* begin Extract provided *
Some yogurts pack more punch than just fruit at the bottom. While most of us wouldn’t typically think of yogurt as a tool to fight social injustice, add in a few extra nutrients and it becomes a formidable tool in the fight against malnutrition.
UNICEF estimates that malnutrition accounts for over one-third of all child deaths in developing countries, and the children who do survive are more susceptible to illness and mental and physical disabilities. Grameen Danone Foods is a company that was specifically set up to tackle malnutrition by selling nutrient-fortified yogurt to the poor. The yogurt it sells doesn’t just earn a profit, it also helps children get more of the nutrients they need. It's also a great example of a social business.
Social businesses are defined as “non-dividend companies created to solve social problems.” Grameen Danone is one such business. Its mission to reduce poverty by improving child nutrition outweighs the importance of financial returns. Despite this order of priorities, however, its business model allows them to cover their costs.
* end Extract provided *
__Exercise requirements__.
a - Reproduce the Grameen Danone passage word for word, starting at "UNICEF estimates that" and stopping after "cover their costs.".
b - Using the Grameen Danone passage, explain in one to three sentences why the company qualifies as a social business.
c - Answer these questions from the Grameen Danone passage:
(i) What share of child deaths in developing countries does UNICEF attribute to malnutrition?
(ii) What product does Grameen Danone Foods sell, and to whom?
(iii) Does the company's business model cover its costs?
The rows that come next are separate material, unrelated to the Grameen Danone passage.
* begin Given entries *
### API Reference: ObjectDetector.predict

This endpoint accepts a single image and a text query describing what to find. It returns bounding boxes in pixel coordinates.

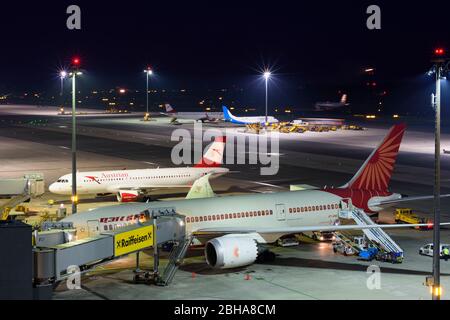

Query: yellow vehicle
[395,208,433,230]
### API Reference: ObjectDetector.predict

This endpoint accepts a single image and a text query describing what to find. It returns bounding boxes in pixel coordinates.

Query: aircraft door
[276,204,286,221]
[88,220,100,237]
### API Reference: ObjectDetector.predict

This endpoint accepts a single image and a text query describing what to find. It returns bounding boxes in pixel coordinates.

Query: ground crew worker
[442,247,450,261]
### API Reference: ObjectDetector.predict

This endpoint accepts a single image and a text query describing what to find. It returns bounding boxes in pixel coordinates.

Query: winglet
[222,106,232,121]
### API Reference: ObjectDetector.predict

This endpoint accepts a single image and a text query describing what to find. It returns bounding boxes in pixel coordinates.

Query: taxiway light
[434,48,445,56]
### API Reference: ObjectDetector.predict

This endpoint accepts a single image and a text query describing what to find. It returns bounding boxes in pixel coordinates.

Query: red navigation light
[434,48,445,56]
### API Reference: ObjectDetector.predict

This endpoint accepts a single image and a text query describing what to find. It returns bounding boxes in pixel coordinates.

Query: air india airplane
[62,124,450,269]
[49,137,229,202]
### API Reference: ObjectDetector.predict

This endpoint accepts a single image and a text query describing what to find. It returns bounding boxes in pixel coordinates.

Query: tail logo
[86,176,101,184]
[350,125,405,190]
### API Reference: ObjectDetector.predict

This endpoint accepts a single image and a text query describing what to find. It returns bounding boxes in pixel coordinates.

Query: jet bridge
[33,207,192,295]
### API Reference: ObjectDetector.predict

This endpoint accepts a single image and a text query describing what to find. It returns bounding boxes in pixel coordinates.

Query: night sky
[0,0,450,112]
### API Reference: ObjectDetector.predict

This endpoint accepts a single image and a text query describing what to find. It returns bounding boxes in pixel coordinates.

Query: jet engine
[117,190,139,202]
[205,234,258,269]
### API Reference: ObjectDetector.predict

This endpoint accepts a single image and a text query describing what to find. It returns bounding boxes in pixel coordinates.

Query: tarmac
[0,106,450,300]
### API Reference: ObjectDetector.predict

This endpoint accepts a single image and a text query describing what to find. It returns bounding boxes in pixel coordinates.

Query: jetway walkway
[339,205,403,257]
[33,207,188,296]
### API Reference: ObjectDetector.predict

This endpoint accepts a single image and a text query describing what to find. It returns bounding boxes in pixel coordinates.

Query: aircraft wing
[369,193,450,207]
[108,184,190,192]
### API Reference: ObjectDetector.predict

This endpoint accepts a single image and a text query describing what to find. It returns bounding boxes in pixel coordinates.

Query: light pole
[263,70,271,127]
[59,70,67,97]
[432,48,447,300]
[144,67,153,116]
[69,58,82,214]
[59,70,67,114]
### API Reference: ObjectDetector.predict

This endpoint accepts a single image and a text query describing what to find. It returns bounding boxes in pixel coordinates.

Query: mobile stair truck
[339,199,403,263]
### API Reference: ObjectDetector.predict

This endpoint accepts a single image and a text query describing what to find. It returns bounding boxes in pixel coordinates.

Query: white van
[419,243,450,257]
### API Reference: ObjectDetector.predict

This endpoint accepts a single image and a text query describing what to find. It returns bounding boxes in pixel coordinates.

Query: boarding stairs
[339,203,403,257]
[333,232,361,253]
[0,180,31,220]
[156,235,193,286]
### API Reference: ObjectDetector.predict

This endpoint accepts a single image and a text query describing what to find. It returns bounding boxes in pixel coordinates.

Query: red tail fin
[343,123,406,191]
[194,136,226,168]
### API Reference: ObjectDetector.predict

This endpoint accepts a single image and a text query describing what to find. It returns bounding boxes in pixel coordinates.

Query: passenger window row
[289,203,339,213]
[186,210,273,223]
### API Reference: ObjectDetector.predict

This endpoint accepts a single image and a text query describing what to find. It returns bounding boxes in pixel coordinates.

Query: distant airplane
[222,106,278,124]
[49,137,229,202]
[62,124,450,269]
[315,94,350,111]
[162,103,223,122]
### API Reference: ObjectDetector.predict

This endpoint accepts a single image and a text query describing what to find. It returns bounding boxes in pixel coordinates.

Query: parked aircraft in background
[222,106,278,124]
[49,137,229,202]
[162,103,223,122]
[63,124,449,268]
[315,94,350,111]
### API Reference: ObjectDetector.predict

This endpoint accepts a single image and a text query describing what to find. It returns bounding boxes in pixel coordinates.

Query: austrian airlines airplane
[49,137,229,202]
[62,124,449,268]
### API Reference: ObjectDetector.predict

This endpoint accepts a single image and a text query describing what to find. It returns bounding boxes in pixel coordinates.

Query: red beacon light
* end Given entries *
__Solutions in order__.
a -
UNICEF estimates that malnutrition accounts for over one-third of all child deaths in developing countries, and the children who do survive are more susceptible to illness and mental and physical disabilities. Grameen Danone Foods is a company that was specifically set up to tackle malnutrition by selling nutrient-fortified yogurt to the poor. The yogurt it sells doesn’t just earn a profit, it also helps children get more of the nutrients they need. It's also a great example of a social business.
Social businesses are defined as “non-dividend companies created to solve social problems.” Grameen Danone is one such business. Its mission to reduce poverty by improving child nutrition outweighs the importance of financial returns. Despite this order of priorities, however, its business model allows them to cover their costs.

b - Social businesses are non-dividend companies created to solve social problems. Grameen Danone fits this because it was set up to tackle malnutrition, and its mission of reducing poverty by improving child nutrition outweighs the importance of financial returns.

c -
(i) Over one-third.
(ii) Nutrient-fortified yogurt, sold to the poor.
(iii) Yes, its business model allows it to cover its costs.